Any trip on the New York City subway is often full of things you don't want to see. But the MTA is apparently drawing a line at one: ads for Dame Products, the trendy vibrator company. The company is now using their social media presence to point this out, as its founders Alex Fine and Janet Lieberman believe that sexism is the reason why their ads were rejected by the MTA.

Even though erectile dysfunction, birth control and breast augmentation ads are rampant on the subway, Dame Products' ads were rejected by the MTA after the city's transit organization allegedly courted them into advertising on the subway. Now, there is a lawsuit pending from Dame Products against the MTA. In the lawsuit, the company alleges that "the MTA has approved numerous advertisements for hims, a company that sells medication to treat erectile dysfunction... The MTA did so despite the fact that hims’ phallic imagery is far more overt and explicit." But the company's ads, which depicted their rather innocuous-looking devices with captions like "You come first" and "toys, for sex" were rejected.

..........

REQUIREMENT A:
Copy the passage on Dame Products and the MTA word for word, starting with "Any trip on" and going on through "by the MTA.".
REQUIREMENT B:
Write the next part of the passage about Dame Products' rejected subway ads, picking up after its final sentence.

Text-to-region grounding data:
..........

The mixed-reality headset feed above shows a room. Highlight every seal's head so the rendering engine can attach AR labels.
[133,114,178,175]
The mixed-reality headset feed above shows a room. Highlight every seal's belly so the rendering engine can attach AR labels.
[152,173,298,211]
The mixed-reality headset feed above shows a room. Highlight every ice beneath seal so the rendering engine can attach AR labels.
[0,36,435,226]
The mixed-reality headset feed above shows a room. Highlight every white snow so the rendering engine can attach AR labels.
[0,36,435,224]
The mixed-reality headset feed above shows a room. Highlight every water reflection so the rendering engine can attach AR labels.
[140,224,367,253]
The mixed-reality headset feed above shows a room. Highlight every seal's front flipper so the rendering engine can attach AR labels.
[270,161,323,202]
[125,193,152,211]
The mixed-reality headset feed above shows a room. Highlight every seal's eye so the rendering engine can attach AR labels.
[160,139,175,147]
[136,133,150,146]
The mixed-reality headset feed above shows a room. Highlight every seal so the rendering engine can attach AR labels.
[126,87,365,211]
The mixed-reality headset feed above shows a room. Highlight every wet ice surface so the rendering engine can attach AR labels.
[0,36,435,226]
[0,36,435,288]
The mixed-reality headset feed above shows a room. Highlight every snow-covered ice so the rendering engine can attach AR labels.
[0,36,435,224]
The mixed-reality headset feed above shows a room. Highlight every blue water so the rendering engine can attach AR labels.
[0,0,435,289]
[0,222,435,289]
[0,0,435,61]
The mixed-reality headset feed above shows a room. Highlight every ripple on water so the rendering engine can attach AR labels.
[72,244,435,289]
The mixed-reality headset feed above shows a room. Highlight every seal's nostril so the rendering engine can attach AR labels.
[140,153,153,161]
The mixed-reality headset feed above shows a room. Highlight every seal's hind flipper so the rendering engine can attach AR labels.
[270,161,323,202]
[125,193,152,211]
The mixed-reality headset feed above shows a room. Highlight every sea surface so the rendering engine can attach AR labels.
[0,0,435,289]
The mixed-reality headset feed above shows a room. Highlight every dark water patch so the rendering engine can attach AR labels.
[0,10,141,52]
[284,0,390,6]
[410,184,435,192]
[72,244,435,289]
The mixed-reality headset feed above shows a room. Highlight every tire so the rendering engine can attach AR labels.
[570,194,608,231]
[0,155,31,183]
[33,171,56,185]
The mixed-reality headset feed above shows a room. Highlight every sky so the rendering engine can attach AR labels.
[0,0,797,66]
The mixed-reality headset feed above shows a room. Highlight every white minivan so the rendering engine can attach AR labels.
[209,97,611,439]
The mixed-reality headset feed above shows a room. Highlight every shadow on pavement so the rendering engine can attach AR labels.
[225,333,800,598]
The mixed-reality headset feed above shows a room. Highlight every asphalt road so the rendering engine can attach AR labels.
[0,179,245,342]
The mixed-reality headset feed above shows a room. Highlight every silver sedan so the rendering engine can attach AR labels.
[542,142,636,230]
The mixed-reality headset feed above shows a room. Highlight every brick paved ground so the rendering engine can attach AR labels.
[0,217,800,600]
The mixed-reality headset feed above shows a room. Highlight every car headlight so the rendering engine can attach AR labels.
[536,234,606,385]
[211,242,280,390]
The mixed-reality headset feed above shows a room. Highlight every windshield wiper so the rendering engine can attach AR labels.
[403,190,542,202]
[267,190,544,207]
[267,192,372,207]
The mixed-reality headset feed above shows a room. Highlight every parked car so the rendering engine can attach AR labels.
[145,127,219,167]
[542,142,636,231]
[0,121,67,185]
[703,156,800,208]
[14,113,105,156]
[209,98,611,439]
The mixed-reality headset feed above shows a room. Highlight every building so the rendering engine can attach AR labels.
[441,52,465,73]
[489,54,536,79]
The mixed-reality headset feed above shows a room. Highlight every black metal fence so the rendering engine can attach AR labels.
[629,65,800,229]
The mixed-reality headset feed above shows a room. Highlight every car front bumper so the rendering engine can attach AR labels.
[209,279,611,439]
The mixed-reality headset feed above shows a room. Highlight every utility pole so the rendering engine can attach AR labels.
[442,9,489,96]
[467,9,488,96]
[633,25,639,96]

..........

RESPONSE BOX A:
Any trip on the New York City subway is often full of things you don't want to see. But the MTA is apparently drawing a line at one: ads for Dame Products, the trendy vibrator company. The company is now using their social media presence to point this out, as its founders Alex Fine and Janet Lieberman believe that sexism is the reason why their ads were rejected by the MTA.

RESPONSE BOX B:
"The MTA’s decision to reject Dame’s advertisements reflects no legitimate principle of law," the lawsuit states. "Instead, it reveals the MTA’s sexism, its decision to privilege male interests in its advertising choices." The lawsuit lays out how the MTA rejected Dame Products after the brand spent "$150,000" of its "scant resources to incorporate the MTA’s feedback, submit revised advertisements, and order additional inventory, all in reliance on the MTA’s representation that it would accept Dame’s materials." "Although the MTA has previously welcomed advertisements that celebrate human sexuality and openly discuss sexual health and function—not to mention advertisements that use sexual imagery or explicit text to sell consumer goods—the MTA excluded Dame from this vibrant public discourse and denied Dame coveted advertising space," the lawsuit argues.

In a statement to W Magazine, Fine explained how the lawsuit is larger than just Dame Products' clashing with the MTA; it's about "the pleasure gap." "When I started Dame Products, I could never have imagined that it would have led me to file a lawsuit," Fine wrote via email. "But at this stage, this is the most effective way for us to continue to carry out Dame's mission: to close the pleasure gap. The fact that companies advertising erectile dysfunction medications can advertise and yet we've been deemed too sexual points to a clear gender bias and censorship from the MTA, which we believe is part of a larger cultural inability to openly and safely discuss women's sexuality. While we tried to work together with the MTA to make a change, our efforts ultimately proved futile. We're doing this to take a stand not only for Dame Products, but for all other businesses aiming to reach vulva-owners that have been muted."

In the company's lawsuit, Dame Products is seeking more transparency around the MTA's advertising policies surrounding "sexually oriented business," attorney fees, and compensatory damages.